Input material:
+++
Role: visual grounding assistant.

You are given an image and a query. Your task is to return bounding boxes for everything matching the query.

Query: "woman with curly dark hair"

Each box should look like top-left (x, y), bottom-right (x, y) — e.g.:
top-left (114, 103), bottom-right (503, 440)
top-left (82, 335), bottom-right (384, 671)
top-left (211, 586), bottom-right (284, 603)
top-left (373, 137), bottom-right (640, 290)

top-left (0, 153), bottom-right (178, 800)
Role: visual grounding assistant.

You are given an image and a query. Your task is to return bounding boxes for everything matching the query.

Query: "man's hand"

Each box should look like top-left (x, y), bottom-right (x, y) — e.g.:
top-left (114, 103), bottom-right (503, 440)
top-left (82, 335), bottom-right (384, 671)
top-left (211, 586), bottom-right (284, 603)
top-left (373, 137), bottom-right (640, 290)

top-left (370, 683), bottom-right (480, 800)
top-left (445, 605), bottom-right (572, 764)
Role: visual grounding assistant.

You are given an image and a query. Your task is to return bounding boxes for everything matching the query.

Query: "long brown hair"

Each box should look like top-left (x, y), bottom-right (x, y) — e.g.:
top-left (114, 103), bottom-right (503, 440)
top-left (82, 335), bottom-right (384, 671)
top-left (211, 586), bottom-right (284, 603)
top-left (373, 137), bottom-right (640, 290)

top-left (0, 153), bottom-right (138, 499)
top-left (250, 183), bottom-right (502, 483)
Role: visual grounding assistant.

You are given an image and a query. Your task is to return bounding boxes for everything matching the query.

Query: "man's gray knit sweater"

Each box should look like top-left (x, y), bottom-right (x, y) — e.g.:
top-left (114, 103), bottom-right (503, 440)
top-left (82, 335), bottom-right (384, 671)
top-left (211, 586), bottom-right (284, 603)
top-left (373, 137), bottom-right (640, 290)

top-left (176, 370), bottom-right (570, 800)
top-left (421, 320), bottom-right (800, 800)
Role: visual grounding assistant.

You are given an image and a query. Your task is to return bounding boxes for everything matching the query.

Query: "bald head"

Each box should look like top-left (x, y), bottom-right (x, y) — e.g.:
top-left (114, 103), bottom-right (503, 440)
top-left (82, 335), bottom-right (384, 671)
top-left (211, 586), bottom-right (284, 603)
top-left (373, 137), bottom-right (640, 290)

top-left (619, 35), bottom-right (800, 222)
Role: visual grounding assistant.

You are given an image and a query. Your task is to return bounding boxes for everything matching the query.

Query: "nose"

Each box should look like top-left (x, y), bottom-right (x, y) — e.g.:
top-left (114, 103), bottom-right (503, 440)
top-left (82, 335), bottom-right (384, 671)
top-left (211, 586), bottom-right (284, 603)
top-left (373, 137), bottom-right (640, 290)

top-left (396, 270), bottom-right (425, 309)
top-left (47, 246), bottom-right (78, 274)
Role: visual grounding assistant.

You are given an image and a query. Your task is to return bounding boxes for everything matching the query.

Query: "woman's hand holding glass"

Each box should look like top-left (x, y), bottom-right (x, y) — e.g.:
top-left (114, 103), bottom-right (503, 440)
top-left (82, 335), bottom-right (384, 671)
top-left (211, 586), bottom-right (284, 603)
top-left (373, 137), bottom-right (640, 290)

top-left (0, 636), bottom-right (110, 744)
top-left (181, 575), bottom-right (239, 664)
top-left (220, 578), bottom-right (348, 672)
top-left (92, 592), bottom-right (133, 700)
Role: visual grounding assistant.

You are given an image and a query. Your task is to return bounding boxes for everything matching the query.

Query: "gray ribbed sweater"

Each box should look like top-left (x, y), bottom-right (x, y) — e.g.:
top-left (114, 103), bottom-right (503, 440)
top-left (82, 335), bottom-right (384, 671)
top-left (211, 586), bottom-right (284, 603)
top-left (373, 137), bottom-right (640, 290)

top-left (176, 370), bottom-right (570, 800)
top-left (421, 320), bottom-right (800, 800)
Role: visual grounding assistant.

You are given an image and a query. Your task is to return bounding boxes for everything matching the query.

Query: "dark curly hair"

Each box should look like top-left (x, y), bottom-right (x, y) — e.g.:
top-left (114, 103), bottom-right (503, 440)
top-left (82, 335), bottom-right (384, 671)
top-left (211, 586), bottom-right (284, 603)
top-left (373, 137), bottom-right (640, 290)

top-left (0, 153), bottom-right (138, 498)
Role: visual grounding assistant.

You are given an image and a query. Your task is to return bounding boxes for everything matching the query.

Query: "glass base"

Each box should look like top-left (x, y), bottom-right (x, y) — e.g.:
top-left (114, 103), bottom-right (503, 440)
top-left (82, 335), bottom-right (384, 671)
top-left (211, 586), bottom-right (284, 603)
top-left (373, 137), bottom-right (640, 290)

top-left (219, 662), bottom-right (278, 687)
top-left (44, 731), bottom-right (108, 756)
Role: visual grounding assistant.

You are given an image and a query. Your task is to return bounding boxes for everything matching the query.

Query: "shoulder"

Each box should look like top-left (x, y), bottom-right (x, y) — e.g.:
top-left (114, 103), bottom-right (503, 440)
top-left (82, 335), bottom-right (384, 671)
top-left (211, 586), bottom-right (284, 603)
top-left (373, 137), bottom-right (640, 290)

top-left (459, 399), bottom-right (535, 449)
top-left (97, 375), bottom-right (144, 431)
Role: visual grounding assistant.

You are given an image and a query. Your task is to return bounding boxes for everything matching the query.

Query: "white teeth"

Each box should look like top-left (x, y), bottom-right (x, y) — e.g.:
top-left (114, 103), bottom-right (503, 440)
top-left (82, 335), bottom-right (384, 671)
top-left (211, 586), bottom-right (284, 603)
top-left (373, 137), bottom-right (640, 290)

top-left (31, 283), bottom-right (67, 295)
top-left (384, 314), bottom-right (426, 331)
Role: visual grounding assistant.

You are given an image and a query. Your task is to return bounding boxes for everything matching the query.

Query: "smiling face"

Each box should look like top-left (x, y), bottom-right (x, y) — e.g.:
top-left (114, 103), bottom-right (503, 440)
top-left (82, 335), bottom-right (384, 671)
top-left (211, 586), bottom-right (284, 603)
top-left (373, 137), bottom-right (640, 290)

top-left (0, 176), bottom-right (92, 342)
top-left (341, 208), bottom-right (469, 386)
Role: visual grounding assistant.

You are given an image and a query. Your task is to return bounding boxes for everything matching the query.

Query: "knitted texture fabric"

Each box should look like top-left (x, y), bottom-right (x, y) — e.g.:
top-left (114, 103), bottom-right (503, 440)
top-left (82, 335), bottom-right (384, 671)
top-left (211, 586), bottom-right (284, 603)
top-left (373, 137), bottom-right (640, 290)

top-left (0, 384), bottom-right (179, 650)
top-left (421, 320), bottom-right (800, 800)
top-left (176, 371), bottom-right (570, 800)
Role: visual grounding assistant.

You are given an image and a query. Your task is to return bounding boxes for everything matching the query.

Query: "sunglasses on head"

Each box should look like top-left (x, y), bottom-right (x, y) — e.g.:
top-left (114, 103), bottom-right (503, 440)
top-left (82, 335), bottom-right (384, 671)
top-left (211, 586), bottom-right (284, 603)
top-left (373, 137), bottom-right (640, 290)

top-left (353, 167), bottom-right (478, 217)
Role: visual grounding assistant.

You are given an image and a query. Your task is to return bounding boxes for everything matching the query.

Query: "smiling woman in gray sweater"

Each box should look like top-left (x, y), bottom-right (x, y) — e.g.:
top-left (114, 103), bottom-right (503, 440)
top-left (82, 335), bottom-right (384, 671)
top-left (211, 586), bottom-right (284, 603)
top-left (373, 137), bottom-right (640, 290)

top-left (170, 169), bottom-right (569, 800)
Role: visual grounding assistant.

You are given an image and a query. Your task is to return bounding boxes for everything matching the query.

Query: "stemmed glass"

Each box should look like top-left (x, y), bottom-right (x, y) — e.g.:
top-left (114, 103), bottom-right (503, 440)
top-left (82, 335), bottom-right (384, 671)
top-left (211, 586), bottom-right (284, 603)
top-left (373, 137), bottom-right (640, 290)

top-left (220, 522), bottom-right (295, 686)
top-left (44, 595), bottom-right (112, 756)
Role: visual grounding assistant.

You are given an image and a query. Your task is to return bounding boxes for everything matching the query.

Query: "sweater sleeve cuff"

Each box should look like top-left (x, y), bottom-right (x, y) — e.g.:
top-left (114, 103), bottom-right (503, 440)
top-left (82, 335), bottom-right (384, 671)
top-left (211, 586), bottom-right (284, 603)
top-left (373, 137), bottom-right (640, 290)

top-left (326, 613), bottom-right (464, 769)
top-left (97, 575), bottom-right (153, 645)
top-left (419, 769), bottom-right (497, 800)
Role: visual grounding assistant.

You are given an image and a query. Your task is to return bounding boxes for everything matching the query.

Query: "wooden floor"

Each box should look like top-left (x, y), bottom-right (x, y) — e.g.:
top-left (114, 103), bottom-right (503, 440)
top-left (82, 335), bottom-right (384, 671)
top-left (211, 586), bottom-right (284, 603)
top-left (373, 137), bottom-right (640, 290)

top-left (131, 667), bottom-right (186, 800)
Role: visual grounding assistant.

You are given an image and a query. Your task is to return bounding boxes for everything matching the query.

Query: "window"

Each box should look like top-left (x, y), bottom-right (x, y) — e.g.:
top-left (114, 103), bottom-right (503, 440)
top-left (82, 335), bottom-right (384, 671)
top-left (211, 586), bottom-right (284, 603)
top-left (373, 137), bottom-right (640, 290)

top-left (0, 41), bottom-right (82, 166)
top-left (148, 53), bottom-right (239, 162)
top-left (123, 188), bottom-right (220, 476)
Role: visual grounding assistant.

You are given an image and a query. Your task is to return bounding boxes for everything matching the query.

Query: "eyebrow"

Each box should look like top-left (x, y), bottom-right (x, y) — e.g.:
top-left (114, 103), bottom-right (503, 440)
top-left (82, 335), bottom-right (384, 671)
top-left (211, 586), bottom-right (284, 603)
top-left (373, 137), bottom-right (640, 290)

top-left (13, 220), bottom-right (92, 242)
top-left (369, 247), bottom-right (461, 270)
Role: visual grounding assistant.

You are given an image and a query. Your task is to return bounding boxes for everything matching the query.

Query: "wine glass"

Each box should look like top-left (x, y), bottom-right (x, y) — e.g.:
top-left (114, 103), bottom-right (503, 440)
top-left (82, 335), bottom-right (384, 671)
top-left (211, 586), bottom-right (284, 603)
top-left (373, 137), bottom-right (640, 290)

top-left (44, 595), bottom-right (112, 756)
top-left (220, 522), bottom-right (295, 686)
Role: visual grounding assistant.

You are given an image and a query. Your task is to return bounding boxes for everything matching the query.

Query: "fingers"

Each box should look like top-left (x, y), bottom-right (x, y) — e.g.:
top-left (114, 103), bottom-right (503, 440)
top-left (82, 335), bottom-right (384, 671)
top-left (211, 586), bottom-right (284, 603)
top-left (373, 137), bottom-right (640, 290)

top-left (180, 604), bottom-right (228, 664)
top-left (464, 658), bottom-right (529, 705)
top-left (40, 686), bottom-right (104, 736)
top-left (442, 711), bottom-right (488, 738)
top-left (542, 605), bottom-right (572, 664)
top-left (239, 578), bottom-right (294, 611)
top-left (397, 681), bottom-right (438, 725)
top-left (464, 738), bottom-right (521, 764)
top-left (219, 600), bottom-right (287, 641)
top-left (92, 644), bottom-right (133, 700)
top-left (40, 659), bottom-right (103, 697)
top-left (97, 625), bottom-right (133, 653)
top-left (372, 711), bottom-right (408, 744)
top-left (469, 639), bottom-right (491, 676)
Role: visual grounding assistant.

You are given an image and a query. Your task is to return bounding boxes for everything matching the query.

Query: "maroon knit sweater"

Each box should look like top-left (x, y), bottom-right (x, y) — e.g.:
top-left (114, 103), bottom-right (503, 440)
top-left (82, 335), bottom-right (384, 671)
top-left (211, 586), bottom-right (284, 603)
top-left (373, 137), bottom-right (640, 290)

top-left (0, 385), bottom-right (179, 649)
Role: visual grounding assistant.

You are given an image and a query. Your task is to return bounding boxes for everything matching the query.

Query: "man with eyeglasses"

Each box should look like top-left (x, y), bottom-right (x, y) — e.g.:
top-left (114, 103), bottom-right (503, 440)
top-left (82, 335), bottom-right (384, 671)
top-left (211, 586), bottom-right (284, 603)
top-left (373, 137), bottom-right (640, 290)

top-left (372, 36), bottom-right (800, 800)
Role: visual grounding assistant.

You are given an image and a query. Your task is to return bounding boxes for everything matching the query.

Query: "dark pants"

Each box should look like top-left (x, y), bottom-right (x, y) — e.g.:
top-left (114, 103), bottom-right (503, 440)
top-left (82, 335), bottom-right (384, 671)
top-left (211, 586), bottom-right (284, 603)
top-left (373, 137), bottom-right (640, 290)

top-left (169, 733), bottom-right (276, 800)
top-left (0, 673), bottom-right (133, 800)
+++
What to produce:
Turn the material, from its first line through the line that contains "top-left (0, 153), bottom-right (178, 800)", into a two-column CSV with the header input,output. Each row should hold one instruction text in input and the coordinates that answer it in output, with both fields quoted and every line break replaced by a space.

Solution:
input,output
"Role: visual grounding assistant. You are given an image and a query. Your task is to return bounding boxes for everything matching the query. Query: ""woman with curly dark hair"" Each box should look like top-left (x, y), bottom-right (x, y) — e.g.: top-left (114, 103), bottom-right (503, 440) top-left (82, 335), bottom-right (384, 671) top-left (211, 586), bottom-right (284, 603) top-left (373, 137), bottom-right (640, 290)","top-left (0, 153), bottom-right (178, 800)"